## TASK PROMPT:
Count the lines of the records that contain the word "flower". Reply with the number alone.
[BEGIN SOURCE MATERIAL]
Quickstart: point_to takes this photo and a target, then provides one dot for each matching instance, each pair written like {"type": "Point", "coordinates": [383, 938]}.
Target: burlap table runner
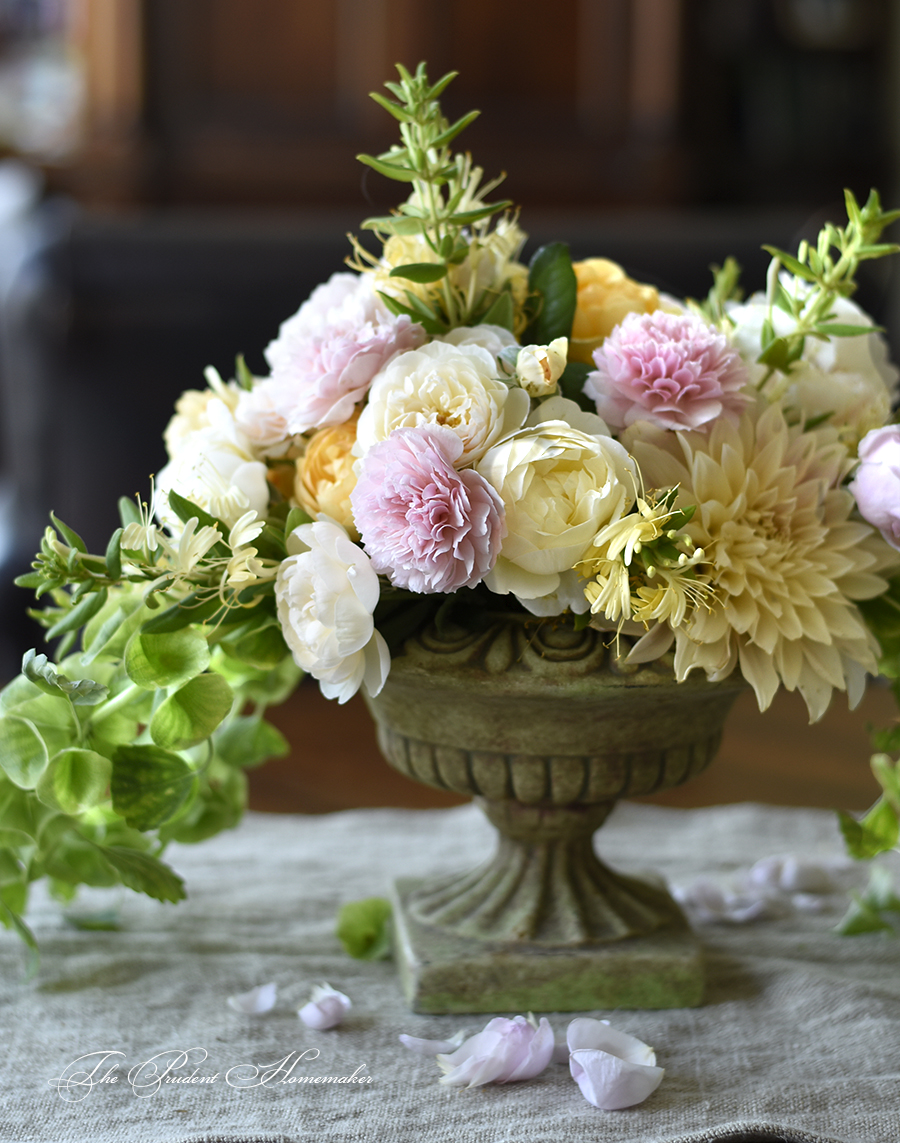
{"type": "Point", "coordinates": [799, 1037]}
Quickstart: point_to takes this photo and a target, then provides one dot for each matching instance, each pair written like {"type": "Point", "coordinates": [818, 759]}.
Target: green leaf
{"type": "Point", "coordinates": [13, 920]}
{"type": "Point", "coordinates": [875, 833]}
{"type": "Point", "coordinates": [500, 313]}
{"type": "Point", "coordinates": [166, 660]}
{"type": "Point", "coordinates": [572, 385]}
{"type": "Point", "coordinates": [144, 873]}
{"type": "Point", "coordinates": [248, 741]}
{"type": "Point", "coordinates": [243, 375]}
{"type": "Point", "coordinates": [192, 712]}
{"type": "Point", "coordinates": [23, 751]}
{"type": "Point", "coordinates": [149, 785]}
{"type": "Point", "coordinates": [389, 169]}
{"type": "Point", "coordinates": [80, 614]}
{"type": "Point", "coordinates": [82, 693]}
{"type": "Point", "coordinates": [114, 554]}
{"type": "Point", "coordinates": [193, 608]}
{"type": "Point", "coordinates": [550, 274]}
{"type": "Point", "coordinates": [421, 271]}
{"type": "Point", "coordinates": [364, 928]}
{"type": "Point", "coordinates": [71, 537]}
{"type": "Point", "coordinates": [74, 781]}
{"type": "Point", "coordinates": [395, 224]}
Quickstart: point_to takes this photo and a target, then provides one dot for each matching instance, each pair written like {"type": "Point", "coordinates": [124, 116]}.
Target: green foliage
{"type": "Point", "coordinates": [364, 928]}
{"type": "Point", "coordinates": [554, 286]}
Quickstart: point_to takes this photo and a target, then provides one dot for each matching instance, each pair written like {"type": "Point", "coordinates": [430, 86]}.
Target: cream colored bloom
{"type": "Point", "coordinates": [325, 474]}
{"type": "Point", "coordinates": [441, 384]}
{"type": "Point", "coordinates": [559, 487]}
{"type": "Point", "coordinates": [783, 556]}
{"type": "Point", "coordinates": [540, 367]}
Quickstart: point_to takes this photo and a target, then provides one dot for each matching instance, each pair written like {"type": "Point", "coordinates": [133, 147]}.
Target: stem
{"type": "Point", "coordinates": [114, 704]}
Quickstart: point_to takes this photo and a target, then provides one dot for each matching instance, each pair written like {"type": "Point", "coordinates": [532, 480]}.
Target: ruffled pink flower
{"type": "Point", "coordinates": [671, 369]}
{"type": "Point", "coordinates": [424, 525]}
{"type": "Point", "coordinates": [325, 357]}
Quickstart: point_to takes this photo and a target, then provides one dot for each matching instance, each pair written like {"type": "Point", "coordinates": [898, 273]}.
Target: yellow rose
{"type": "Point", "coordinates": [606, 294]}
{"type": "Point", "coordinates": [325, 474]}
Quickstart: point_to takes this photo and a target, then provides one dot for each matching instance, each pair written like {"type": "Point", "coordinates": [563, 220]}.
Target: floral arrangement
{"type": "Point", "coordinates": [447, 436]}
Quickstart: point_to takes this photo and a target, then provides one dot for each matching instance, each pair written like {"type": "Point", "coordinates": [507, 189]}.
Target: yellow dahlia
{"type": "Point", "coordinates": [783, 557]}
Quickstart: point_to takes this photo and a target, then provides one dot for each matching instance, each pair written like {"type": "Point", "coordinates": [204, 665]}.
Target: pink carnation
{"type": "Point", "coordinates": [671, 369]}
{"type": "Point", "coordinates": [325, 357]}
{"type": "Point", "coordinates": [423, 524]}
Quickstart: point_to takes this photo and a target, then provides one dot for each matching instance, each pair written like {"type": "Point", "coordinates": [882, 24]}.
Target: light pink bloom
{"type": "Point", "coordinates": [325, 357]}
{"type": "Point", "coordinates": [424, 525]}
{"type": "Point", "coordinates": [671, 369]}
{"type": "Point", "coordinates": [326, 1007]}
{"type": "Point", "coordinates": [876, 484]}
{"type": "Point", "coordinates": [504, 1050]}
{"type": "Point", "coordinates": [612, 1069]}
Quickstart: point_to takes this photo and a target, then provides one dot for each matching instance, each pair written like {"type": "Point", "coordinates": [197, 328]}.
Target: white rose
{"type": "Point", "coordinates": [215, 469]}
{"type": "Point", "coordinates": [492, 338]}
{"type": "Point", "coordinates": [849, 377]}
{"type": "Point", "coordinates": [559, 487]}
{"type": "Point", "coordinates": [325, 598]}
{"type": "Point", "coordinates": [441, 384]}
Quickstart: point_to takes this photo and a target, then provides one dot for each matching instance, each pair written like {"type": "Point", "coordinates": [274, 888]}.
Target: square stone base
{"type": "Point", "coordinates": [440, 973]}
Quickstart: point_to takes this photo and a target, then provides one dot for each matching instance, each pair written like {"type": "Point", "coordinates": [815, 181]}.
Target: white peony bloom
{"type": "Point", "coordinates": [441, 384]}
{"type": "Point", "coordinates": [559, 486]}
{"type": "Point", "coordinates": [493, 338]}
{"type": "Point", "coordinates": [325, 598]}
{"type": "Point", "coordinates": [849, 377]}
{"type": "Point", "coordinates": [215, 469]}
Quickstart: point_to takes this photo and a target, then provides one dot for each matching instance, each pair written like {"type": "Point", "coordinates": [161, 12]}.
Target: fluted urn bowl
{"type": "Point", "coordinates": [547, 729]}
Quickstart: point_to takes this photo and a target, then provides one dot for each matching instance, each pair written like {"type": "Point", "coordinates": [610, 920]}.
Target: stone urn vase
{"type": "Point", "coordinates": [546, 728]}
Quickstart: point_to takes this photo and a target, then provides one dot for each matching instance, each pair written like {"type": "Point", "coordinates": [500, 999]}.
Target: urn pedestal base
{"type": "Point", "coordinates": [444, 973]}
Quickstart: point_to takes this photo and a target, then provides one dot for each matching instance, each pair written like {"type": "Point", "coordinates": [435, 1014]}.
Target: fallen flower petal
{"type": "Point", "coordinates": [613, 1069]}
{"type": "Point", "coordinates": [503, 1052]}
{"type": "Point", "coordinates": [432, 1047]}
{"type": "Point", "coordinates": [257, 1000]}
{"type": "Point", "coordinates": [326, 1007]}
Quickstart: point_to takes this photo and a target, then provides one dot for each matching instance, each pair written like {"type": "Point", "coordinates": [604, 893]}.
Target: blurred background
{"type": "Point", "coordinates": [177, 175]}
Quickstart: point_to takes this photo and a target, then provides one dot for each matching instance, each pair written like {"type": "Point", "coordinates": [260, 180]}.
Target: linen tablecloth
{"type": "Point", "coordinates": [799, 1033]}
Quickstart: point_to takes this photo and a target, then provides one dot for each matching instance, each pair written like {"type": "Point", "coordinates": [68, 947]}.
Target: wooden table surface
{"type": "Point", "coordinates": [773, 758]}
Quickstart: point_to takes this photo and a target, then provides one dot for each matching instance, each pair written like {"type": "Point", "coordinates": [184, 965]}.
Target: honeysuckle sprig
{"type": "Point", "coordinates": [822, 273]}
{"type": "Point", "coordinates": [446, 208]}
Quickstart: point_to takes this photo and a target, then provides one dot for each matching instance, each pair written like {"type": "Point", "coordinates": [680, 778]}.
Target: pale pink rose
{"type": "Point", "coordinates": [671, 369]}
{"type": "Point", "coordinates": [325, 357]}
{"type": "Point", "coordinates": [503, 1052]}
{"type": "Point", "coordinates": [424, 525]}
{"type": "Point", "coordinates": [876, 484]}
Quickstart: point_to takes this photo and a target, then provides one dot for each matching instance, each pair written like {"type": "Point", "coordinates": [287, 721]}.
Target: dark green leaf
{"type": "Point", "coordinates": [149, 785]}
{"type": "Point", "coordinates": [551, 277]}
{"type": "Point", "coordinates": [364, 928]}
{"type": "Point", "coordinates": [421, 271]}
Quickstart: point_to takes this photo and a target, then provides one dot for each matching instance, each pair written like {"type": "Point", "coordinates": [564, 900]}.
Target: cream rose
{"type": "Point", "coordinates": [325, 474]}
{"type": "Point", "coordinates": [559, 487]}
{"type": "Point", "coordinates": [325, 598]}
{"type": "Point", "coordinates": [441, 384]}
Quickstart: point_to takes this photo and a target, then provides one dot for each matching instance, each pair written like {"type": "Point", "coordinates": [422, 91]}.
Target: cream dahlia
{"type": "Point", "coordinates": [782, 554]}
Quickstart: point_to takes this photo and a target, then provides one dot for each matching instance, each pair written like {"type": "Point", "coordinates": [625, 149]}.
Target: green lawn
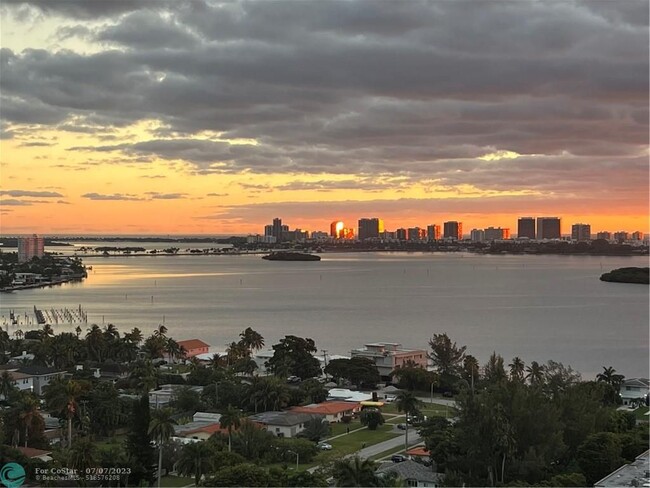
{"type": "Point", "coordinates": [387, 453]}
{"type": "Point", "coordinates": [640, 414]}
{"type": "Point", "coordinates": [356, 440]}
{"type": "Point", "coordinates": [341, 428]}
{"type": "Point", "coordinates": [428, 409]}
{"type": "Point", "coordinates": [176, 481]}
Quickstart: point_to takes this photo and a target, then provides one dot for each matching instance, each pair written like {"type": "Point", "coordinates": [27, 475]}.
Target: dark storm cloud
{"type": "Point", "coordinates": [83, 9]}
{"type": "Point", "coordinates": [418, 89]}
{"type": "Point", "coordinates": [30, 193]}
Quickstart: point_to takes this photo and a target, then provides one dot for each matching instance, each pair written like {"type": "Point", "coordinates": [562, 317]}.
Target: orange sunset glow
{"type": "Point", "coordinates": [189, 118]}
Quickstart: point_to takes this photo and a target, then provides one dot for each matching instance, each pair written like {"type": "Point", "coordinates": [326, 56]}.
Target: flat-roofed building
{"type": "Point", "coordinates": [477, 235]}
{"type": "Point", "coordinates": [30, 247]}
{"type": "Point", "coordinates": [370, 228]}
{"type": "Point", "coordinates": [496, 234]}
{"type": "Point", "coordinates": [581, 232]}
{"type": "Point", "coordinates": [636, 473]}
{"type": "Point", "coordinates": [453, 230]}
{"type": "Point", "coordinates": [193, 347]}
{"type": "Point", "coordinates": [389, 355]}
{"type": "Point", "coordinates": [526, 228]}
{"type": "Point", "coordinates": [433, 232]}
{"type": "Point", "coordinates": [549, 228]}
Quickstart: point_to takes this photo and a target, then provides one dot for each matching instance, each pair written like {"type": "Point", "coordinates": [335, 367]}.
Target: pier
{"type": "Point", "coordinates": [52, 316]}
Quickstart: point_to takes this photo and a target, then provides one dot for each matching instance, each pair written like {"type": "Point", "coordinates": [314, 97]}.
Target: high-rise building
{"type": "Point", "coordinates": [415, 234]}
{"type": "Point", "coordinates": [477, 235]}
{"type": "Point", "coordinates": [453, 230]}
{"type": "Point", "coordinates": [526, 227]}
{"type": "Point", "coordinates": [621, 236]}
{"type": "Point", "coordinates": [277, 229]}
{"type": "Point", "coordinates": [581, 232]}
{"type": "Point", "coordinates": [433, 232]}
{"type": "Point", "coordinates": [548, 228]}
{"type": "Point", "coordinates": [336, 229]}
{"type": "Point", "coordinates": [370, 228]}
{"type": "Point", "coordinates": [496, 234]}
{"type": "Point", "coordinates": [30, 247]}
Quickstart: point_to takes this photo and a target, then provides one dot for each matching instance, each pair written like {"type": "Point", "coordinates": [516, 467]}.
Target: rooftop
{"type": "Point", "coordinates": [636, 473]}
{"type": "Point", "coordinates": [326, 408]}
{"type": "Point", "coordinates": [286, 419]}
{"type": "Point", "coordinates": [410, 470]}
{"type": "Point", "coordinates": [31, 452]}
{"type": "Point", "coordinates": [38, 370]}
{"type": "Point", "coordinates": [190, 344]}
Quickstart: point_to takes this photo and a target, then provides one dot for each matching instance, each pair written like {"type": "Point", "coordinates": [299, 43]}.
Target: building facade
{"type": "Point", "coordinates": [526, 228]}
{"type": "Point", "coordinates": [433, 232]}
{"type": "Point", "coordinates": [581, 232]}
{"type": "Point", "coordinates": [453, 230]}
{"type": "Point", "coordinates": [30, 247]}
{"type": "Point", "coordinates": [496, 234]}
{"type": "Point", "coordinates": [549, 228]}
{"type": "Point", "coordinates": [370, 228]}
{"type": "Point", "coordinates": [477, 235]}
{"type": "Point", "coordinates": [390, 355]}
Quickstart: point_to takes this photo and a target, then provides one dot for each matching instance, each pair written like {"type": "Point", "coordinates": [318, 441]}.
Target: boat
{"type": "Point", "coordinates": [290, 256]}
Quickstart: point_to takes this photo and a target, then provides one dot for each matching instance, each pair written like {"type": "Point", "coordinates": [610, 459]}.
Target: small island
[END SOURCE MATERIAL]
## THE OUTPUT:
2